OBJECTIVE:
Count the lines in the material below that contain the string "nose", with case counting, and reply with that number alone.

EXERCISE DATA:

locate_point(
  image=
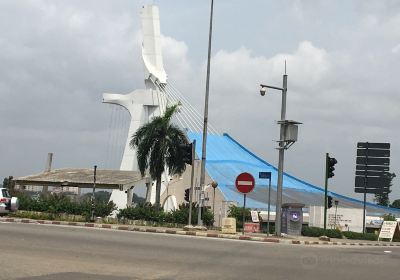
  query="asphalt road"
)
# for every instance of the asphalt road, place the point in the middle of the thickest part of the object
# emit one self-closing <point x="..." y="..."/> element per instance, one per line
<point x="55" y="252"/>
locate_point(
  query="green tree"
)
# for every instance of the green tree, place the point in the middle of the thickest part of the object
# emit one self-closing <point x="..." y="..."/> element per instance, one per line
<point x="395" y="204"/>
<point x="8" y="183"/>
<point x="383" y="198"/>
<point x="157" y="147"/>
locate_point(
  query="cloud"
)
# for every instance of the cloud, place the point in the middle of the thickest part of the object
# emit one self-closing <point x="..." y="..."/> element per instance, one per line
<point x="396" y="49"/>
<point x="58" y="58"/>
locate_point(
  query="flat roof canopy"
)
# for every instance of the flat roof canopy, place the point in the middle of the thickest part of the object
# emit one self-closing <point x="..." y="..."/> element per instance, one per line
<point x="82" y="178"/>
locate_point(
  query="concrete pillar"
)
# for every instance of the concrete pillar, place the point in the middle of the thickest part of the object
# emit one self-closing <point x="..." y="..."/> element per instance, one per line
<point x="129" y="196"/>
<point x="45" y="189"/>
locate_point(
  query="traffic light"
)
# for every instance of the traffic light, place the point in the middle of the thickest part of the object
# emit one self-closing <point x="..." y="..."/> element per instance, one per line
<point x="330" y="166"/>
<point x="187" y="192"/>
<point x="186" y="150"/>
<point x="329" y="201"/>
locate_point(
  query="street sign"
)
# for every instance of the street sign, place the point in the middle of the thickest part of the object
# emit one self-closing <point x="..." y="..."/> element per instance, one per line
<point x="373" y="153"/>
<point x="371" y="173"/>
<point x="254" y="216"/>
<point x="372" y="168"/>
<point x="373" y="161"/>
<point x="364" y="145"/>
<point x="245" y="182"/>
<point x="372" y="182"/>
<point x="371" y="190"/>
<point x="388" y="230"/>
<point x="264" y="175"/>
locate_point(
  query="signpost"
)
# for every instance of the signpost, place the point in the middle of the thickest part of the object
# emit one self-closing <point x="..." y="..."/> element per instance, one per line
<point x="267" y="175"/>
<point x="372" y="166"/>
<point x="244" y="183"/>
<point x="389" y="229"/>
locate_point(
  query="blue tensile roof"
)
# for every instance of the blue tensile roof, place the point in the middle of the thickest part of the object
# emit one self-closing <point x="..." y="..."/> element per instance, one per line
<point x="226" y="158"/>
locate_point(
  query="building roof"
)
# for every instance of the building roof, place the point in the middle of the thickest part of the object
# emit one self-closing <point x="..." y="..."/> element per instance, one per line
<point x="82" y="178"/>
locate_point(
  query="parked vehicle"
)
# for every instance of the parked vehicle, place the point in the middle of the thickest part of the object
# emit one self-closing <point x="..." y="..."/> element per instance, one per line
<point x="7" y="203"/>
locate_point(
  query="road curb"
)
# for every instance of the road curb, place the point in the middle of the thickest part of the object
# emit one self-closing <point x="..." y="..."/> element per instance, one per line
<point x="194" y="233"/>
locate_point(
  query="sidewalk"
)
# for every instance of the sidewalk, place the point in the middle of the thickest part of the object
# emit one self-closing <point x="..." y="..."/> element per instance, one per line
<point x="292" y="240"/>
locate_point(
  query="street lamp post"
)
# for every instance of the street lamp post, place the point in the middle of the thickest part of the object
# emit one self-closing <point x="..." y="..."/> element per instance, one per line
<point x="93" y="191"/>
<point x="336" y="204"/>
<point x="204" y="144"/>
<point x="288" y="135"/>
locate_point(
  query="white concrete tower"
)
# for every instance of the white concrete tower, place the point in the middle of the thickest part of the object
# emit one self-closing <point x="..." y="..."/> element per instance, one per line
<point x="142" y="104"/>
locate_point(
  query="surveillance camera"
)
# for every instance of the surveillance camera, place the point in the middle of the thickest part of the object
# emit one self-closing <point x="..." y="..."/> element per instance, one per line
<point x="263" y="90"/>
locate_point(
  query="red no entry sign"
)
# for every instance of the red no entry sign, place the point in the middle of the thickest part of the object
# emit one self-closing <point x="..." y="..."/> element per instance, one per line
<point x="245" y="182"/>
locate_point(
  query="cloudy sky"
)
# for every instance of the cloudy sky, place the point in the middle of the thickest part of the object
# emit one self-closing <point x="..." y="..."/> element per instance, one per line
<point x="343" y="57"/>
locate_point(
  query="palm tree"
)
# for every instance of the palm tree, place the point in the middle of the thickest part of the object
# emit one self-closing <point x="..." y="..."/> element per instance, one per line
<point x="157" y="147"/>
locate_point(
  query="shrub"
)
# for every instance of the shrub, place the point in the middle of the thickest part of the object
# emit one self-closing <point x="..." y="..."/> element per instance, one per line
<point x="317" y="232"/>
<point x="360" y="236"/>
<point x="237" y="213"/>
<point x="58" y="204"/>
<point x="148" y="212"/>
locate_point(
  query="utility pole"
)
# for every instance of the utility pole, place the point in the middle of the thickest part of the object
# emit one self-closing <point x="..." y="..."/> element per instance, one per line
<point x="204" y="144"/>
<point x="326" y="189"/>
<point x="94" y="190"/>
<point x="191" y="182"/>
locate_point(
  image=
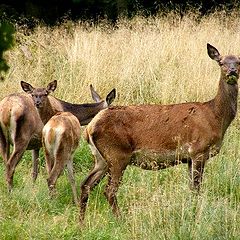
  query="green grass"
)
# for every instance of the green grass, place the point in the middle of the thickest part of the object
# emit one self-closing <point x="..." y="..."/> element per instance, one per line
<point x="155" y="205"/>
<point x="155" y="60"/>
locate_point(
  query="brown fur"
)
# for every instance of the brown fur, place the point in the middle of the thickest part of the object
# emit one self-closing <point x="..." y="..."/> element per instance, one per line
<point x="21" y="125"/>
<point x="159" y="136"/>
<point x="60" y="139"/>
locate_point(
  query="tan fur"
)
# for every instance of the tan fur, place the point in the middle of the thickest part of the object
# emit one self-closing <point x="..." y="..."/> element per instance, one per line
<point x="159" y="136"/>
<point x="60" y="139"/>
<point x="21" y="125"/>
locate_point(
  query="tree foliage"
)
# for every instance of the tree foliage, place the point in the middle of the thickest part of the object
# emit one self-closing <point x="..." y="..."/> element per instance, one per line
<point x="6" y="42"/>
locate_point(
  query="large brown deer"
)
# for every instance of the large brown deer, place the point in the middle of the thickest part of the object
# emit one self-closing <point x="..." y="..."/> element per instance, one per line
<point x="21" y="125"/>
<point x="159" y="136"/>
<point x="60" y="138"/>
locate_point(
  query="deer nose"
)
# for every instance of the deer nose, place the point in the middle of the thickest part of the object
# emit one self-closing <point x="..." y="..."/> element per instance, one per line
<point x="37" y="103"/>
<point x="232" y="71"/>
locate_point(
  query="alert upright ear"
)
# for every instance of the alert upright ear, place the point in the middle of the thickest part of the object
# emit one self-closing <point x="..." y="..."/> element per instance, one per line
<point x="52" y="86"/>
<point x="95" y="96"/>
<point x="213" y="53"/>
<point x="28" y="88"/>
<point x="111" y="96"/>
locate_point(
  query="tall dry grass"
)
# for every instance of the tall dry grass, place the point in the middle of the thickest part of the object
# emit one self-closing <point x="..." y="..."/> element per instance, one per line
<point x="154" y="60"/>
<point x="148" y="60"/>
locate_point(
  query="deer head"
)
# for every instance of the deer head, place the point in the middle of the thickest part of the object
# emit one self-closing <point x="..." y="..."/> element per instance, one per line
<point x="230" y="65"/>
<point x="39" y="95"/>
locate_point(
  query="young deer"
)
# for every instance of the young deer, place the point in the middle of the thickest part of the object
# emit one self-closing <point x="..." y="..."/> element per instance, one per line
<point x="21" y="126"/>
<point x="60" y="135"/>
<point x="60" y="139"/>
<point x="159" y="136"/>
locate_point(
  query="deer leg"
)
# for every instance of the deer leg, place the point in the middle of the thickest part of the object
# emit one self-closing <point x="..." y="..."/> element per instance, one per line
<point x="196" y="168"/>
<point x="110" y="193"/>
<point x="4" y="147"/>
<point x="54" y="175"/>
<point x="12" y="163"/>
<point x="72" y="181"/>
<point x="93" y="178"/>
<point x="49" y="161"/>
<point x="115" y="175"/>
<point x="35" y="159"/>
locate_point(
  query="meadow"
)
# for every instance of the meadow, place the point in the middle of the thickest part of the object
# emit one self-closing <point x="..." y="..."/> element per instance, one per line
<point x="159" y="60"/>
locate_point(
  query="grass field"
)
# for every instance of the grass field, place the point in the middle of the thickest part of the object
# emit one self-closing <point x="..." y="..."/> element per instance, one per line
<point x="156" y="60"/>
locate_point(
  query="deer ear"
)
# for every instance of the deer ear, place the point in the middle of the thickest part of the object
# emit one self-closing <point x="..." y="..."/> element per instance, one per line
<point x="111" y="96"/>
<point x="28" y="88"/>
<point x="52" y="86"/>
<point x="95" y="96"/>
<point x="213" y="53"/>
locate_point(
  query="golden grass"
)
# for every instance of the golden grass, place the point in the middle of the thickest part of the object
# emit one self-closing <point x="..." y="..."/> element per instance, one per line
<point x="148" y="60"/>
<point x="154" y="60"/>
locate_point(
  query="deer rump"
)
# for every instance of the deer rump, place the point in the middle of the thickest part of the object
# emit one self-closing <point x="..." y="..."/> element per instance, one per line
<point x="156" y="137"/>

ANSWER IN FULL:
2